**Your task:** Return every line from the records below that has the word "pier".

**Task input:**
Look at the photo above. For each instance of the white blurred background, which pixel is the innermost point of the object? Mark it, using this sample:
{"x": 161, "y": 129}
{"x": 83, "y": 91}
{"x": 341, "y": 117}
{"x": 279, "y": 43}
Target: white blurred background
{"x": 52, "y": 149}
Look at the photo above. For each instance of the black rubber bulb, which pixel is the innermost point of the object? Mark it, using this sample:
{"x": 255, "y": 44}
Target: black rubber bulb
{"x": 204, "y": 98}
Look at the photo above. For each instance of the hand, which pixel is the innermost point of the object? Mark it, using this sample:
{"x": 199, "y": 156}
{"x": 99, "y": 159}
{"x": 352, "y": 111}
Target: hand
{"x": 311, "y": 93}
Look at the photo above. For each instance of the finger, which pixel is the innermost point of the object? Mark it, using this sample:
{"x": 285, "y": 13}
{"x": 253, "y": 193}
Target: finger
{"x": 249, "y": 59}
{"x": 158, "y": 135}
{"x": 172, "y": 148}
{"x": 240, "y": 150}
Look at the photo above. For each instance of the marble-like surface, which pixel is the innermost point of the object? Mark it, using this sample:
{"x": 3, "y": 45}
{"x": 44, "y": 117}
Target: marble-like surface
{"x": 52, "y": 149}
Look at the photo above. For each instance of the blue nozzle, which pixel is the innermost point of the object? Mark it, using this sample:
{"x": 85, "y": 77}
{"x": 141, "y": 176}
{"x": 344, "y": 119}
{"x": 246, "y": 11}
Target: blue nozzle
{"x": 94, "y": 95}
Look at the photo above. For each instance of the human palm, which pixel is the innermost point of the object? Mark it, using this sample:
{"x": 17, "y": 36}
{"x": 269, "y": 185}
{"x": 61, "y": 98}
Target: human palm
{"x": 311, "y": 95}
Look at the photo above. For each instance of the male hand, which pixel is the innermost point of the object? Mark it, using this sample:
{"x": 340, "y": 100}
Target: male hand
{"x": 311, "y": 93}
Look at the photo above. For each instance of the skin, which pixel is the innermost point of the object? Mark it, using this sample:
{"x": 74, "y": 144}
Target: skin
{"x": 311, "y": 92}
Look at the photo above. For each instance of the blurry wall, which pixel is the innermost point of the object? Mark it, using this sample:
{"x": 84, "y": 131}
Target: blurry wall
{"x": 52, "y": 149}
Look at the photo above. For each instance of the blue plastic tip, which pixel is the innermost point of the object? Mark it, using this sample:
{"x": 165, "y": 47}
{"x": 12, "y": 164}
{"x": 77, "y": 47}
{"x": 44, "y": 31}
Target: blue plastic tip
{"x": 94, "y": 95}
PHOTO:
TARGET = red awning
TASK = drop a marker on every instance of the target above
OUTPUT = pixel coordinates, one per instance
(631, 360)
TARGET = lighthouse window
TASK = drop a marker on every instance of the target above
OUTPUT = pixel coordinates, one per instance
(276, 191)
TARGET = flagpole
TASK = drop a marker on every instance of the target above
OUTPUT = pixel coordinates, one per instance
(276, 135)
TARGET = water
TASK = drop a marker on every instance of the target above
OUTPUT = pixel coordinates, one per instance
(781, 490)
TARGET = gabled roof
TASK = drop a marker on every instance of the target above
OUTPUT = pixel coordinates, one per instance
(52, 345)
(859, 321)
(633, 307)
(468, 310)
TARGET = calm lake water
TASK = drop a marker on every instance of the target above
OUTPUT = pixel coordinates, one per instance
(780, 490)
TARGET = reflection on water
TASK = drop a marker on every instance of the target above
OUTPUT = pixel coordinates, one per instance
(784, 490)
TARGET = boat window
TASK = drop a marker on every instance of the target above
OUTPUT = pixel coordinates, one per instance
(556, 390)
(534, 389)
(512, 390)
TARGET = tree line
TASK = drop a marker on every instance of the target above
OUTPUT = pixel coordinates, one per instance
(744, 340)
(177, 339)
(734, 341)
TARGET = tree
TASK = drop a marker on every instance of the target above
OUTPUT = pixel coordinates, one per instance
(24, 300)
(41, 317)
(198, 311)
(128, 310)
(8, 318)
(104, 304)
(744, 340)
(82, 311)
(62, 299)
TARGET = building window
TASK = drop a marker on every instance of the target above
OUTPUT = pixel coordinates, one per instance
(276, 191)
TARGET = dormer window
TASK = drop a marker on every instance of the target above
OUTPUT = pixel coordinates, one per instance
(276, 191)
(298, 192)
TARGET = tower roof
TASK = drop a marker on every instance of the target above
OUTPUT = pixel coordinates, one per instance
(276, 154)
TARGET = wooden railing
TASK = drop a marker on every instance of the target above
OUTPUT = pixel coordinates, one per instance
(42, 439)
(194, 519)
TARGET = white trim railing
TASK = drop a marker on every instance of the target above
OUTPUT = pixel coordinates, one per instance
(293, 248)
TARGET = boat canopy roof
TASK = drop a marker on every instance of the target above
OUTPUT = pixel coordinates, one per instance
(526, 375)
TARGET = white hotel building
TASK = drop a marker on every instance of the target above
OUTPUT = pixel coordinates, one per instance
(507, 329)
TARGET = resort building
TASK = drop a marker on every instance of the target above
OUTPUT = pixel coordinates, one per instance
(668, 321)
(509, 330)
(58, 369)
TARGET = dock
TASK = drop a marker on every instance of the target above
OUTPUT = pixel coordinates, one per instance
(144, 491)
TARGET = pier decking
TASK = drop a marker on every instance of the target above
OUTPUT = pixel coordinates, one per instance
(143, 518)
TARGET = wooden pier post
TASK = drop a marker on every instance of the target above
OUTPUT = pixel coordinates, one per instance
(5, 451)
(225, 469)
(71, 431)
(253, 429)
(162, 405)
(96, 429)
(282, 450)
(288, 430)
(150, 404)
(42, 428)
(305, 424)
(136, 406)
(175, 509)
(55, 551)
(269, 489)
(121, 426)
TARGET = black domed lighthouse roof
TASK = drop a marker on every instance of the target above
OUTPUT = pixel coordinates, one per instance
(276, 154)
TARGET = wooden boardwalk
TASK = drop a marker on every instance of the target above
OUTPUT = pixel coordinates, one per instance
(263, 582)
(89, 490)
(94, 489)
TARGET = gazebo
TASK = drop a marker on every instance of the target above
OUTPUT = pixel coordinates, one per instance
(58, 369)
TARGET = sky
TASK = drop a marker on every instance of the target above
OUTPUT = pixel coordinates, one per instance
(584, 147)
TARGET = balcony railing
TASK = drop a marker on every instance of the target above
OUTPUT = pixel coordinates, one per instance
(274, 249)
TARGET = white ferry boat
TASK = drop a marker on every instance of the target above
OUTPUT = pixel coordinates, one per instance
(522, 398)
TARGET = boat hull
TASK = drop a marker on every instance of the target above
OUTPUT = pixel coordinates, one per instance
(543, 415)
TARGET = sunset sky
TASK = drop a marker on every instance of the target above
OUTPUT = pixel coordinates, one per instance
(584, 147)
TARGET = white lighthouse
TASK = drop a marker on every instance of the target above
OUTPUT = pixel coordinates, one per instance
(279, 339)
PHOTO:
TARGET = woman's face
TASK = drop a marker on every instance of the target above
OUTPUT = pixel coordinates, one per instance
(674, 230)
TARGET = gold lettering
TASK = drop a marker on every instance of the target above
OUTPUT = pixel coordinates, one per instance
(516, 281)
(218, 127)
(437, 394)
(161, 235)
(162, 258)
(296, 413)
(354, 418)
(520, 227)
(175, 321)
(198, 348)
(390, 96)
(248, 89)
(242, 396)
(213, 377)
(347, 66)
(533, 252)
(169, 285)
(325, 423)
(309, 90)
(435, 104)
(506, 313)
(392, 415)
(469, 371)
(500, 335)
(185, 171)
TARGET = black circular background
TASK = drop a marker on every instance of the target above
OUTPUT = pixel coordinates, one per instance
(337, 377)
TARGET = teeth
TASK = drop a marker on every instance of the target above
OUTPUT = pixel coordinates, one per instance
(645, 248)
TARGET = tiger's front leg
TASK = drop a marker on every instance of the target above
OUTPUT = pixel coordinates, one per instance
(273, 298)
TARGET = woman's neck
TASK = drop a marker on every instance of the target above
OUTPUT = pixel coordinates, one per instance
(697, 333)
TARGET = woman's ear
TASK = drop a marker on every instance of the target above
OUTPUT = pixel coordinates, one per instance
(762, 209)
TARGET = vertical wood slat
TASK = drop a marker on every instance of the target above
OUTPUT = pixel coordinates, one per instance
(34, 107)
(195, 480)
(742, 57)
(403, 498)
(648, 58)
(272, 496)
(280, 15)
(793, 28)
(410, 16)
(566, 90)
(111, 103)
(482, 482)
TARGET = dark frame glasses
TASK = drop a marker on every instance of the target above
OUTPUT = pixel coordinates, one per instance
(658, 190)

**Exercise answer:**
TARGET = pier decking
TARGET = wooden pier post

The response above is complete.